▶ [TEXT PASSAGE]:
# # # # # # #

Hey! We Broke the Internet

Researchers analyze the effects of increased Social Media Usage in the age of COVID-19


4.57 billion people around the world now use the internet, of those users, 346 million new users have come online within the last 12 months (Wikimedia Commons fair use)

Michele Chinn ‘22

You open your phone, go to the settings app, and check your screen time only to find that your social media usage is up between 30 to 70%. You think, “it was only a few TikToks!” You, along with many Americans, have noticed a significant increase in social media usage since being in this pandemic as people strive to communicate with family and friends across town and the country.

Studies show that social media heightens anxiety in young adults. In a recent study, researchers from the department of psychology at Purdue University gathered to analyze the effects of apps like Instagram, TikTok, and Snapchat in teens ages 13 to 19 but could not pin down just one source of kids’ mental health struggles.

“[Researchers were] unable to determine whether increased anxiety due to COVID-19 had increased social media use or whether increased social media use had increased anxiety.”

Their findings later suggested that social media should be “a source of accurate and helpful information so that anxiety is not exacerbated.”

A study done at the University of Waterloo showcases some other potential benefits.

Researcher Dr. Mohammed Saud writes in this study that their respondents “admitted their social media friends had shared innovative ways to keep them busy at home,” including providing information about COVID-19, facilitating local discussions, making video content, and more.

# # # # # # #

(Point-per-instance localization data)
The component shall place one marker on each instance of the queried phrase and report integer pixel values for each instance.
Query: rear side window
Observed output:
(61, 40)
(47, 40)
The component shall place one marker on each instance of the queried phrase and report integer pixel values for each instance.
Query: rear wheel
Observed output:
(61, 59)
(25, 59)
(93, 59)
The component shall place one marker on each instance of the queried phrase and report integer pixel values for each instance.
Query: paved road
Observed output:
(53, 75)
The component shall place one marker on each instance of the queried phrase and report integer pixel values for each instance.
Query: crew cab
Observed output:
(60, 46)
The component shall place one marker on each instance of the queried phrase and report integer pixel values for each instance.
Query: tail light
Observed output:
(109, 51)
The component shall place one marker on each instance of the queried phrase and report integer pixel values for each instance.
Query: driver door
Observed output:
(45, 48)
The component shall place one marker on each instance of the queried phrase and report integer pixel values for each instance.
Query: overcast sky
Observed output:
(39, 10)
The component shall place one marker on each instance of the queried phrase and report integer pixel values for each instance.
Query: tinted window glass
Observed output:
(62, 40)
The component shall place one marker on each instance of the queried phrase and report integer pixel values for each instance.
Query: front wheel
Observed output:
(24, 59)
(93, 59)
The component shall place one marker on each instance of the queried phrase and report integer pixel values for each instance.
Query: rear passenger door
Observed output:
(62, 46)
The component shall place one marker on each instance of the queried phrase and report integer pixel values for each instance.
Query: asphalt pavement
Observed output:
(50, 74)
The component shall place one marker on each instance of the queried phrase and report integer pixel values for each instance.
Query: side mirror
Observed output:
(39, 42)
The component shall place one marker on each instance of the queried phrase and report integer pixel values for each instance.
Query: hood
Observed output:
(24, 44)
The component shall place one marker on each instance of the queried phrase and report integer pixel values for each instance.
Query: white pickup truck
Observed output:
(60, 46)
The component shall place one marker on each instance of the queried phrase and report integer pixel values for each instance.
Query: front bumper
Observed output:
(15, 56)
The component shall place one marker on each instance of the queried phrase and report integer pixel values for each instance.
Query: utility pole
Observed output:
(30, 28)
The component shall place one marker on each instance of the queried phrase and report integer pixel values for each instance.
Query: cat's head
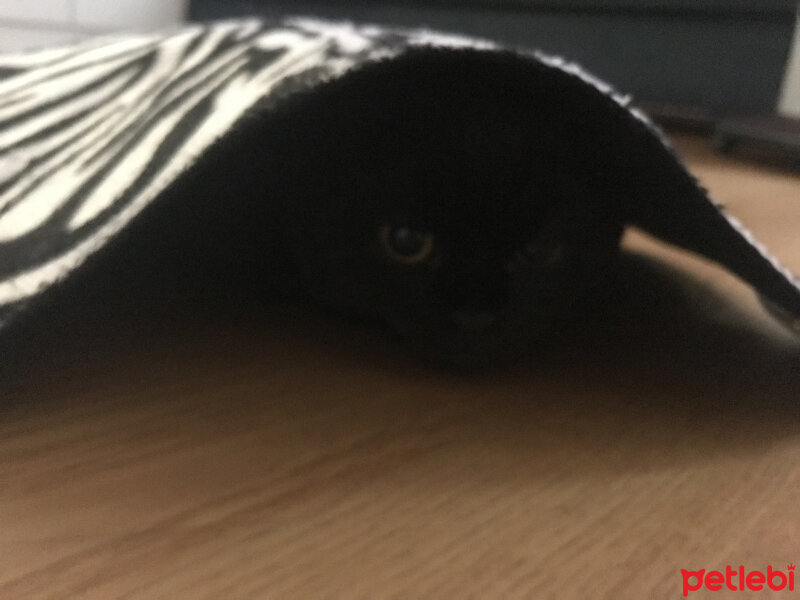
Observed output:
(429, 204)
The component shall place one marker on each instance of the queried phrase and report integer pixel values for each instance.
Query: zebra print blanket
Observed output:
(93, 133)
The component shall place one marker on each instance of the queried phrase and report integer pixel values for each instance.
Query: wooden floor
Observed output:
(275, 454)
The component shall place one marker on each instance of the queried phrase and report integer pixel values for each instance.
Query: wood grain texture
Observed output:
(273, 453)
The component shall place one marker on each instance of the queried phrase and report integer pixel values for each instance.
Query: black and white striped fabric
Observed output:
(91, 134)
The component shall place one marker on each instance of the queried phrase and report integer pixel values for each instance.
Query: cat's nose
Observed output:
(473, 319)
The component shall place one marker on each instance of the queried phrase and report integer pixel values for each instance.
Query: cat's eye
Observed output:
(543, 254)
(406, 245)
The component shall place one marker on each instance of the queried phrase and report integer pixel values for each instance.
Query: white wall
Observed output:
(35, 23)
(790, 94)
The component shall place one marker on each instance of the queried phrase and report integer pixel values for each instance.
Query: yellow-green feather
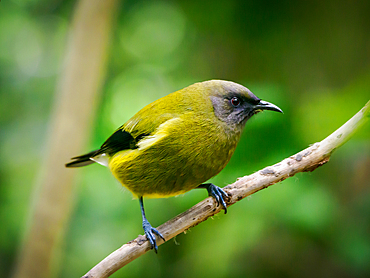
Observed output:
(186, 145)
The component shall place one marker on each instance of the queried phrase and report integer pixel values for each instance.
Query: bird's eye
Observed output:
(235, 101)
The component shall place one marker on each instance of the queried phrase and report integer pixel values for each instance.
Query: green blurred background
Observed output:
(310, 58)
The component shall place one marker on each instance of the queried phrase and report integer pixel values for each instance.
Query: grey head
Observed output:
(234, 104)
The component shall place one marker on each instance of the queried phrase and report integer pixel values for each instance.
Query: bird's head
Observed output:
(234, 104)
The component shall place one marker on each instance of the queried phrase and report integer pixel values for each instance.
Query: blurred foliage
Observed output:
(310, 58)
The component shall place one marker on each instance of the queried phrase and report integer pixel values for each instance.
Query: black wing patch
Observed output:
(118, 141)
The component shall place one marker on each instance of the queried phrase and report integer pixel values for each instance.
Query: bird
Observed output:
(177, 143)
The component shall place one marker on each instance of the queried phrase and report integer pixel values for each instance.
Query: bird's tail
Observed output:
(83, 160)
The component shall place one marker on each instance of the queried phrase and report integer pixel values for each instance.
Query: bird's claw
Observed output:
(149, 233)
(219, 194)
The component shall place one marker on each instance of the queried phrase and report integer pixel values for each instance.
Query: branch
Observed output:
(307, 160)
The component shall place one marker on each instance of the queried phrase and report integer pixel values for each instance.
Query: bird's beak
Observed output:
(264, 105)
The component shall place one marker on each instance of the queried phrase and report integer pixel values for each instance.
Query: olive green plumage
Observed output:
(178, 142)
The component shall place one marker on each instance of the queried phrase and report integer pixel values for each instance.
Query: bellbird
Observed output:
(178, 142)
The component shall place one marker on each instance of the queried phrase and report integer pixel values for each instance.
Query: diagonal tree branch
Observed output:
(307, 160)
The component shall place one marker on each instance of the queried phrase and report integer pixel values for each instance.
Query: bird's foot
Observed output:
(216, 192)
(149, 233)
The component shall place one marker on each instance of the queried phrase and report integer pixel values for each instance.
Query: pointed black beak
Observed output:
(264, 105)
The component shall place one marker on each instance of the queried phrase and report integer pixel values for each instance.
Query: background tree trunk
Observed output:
(70, 126)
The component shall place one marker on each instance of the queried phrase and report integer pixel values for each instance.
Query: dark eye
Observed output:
(235, 101)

# # # # # # #

▶ [EXERCISE TASKS]:
(a) Answer these questions about the social media article:
(i) How many new internet users came online within the last 12 months?
(ii) What age range of teens did the Purdue University researchers study?
(iii) At which university was the study by Dr. Mohammed Saud conducted?
(b) Extend the social media article with a few more paragraphs, carrying on after its final sentence.

▶ [RESPONSES PER TASK]:
(a)
(i) 346 million
(ii) Ages 13 to 19
(iii) The University of Waterloo

(b)
Dr. Andrew Wong, a consultant of urgent care in the UK, found an imperative need for social media during COVID-19 where people worldwide are counting on these platforms for guidelines, protocols, standardized operating procedures, and knowledge of the virus’ seriousness.

“Such sharing is of immense value,” Dr. Wong says.

Increased phone usage has not all been on social media; the news has also seen an uptick in readership.

Ella Koeze, a writer for New York Times, says that the websites for The NYT and The Washington Post have both grown traffic more than 50 percent over the last month. She writes that, “Americans have also been seeking out more established media brands for information on the public health crisis and its economic consequences.”

While studies are mixed, researchers find that proper use can facilitate a lot of good.

“It is a powerful tool for social interaction and ongoing education, and facilitates collaboration between users,” Wong says. “However, it is of prime importance that social media users monitor the information exchanged for quality and reliability.”